# Objective
Which lines in the rows below contain the string "instance"? Pull out every such line in full, matching case exactly.
----------------------------------------
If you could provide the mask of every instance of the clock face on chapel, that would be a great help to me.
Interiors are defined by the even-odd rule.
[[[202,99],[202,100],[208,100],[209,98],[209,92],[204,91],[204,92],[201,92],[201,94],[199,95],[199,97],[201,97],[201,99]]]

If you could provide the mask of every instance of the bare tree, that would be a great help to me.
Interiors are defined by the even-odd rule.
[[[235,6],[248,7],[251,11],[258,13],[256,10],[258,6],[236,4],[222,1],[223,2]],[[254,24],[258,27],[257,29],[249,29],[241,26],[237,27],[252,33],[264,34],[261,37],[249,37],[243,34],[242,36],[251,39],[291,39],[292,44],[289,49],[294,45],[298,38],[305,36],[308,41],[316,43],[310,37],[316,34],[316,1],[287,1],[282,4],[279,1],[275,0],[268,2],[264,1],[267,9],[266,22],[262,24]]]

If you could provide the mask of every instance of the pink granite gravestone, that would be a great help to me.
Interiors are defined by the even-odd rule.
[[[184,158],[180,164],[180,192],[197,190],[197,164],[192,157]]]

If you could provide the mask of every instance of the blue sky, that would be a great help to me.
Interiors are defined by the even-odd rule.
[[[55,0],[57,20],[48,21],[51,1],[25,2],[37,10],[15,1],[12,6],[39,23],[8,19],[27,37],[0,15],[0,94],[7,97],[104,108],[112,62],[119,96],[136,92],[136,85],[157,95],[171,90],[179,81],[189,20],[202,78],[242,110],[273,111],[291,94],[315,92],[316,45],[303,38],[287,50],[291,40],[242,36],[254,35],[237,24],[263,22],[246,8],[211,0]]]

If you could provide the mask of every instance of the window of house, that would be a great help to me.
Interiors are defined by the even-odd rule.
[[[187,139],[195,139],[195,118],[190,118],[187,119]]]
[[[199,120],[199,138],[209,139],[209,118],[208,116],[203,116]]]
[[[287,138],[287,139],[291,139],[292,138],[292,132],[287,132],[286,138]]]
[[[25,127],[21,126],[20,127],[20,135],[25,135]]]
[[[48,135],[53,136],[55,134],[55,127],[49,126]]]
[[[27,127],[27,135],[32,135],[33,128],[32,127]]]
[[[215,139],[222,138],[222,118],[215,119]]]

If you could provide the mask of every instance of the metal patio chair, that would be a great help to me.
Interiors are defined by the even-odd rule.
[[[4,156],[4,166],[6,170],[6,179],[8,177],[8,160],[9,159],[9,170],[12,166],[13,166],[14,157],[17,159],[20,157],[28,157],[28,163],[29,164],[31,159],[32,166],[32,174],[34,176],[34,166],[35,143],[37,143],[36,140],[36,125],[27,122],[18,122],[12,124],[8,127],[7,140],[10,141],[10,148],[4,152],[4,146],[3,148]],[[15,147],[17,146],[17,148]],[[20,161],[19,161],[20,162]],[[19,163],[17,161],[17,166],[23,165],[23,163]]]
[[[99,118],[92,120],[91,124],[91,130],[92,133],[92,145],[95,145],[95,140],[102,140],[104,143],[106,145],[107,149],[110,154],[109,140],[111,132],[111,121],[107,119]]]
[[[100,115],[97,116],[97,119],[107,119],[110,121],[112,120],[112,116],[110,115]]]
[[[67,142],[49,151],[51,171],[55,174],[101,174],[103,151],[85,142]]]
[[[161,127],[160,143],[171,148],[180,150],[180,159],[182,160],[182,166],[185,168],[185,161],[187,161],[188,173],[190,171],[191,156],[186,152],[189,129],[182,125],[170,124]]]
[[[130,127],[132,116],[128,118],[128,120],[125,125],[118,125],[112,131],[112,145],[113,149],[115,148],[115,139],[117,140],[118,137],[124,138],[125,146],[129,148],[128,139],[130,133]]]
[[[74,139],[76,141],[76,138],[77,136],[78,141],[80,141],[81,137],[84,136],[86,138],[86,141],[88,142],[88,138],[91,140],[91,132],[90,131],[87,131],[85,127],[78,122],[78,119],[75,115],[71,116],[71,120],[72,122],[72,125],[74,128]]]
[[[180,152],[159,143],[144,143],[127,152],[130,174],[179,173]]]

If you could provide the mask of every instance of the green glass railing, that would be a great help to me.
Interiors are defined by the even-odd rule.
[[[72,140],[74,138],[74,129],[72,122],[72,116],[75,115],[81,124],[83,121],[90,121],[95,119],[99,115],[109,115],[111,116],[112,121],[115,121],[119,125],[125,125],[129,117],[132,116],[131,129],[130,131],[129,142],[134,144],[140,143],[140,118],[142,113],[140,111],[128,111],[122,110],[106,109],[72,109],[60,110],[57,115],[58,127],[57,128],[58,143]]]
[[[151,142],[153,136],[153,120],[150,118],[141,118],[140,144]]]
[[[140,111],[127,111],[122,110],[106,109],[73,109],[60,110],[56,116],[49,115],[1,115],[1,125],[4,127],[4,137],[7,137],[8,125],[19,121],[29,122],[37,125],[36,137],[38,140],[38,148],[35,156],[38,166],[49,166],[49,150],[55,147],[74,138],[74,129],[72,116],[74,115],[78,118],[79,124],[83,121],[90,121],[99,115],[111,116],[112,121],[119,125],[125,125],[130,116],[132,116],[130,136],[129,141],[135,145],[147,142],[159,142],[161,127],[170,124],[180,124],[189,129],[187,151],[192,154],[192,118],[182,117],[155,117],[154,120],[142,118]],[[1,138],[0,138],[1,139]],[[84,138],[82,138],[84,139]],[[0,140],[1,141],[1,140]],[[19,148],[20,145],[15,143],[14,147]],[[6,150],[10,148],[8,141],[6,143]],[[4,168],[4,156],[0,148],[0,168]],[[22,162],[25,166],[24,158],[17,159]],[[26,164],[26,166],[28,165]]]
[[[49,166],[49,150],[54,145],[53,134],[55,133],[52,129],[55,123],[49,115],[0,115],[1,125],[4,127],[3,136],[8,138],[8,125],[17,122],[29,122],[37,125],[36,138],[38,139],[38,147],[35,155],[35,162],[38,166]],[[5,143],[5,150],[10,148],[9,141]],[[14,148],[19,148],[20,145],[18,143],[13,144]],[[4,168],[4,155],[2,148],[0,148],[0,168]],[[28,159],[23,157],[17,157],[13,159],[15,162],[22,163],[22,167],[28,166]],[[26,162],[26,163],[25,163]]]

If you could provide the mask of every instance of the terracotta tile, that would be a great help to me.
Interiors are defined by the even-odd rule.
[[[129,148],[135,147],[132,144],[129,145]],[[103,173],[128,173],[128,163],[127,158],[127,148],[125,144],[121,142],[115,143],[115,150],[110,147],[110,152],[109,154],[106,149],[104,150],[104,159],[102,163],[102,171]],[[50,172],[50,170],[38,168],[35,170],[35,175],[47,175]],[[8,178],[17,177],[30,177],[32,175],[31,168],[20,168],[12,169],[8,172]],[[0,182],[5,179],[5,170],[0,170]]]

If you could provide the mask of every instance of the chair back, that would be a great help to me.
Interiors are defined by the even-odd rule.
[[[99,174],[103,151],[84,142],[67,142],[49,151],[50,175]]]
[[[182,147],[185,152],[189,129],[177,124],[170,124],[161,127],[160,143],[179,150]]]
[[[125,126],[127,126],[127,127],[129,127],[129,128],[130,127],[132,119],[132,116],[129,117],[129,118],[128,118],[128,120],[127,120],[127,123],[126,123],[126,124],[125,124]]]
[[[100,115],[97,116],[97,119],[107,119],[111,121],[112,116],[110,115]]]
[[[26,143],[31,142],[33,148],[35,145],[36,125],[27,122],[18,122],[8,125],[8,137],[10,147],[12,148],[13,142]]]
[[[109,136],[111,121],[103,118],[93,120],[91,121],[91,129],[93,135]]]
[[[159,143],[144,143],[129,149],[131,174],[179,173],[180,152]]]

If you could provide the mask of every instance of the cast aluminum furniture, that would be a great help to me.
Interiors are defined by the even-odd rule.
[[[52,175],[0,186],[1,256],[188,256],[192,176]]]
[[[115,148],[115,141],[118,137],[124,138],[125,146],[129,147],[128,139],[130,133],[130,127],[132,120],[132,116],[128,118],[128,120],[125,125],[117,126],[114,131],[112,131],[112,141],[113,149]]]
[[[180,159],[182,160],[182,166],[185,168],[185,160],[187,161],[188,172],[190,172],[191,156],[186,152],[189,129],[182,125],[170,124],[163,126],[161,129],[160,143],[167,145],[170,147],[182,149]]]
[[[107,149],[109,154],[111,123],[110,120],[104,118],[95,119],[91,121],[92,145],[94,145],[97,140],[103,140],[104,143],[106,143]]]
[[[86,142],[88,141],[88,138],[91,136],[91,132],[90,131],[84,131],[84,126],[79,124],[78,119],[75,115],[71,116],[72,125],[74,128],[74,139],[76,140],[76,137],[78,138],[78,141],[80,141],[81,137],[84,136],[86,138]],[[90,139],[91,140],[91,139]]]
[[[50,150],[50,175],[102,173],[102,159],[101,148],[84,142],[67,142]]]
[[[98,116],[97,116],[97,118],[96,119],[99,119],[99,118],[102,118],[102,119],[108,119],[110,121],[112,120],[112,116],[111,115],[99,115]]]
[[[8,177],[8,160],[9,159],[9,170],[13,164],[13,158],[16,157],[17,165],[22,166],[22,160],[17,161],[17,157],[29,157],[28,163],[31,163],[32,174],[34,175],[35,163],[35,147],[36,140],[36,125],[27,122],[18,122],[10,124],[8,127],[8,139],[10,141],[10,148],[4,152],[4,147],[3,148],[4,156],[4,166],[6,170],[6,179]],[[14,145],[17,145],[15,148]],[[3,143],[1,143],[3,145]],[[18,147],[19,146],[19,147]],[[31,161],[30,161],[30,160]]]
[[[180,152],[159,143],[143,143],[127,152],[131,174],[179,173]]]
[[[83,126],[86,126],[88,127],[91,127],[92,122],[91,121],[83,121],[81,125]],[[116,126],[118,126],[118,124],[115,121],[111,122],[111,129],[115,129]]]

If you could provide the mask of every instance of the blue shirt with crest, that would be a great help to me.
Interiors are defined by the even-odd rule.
----------------------------------------
# Solution for this task
If you could provide the mask of every instance of the clock face on chapel, that would be a great help to me.
If you could provide the mask of every instance of the bare tree, that would be a great help to me.
If you could provide the mask of every instance of the pink granite gravestone, that would be a great help to me.
If you could provide the mask of every instance of the blue sky, that would be a great help to me.
If you could provide the mask of every instance of the window of house, that would be a great help to me.
If you could provide the mask of every instance of the metal patio chair, that would be a great help to me.
If you could provide the mask of every instance of the green glass railing, that would be a great help to me.
If you could provide the mask of every instance of the terracotta tile, that would be a great help to me.
If you could provide the mask of every instance of the chair back, that would be a great help to me.
If you could provide the mask of every instance of the cast aluminum furniture, that would be a great help to me.
If you could provide the mask of every instance of the blue shirt with crest, that would be a great help to me.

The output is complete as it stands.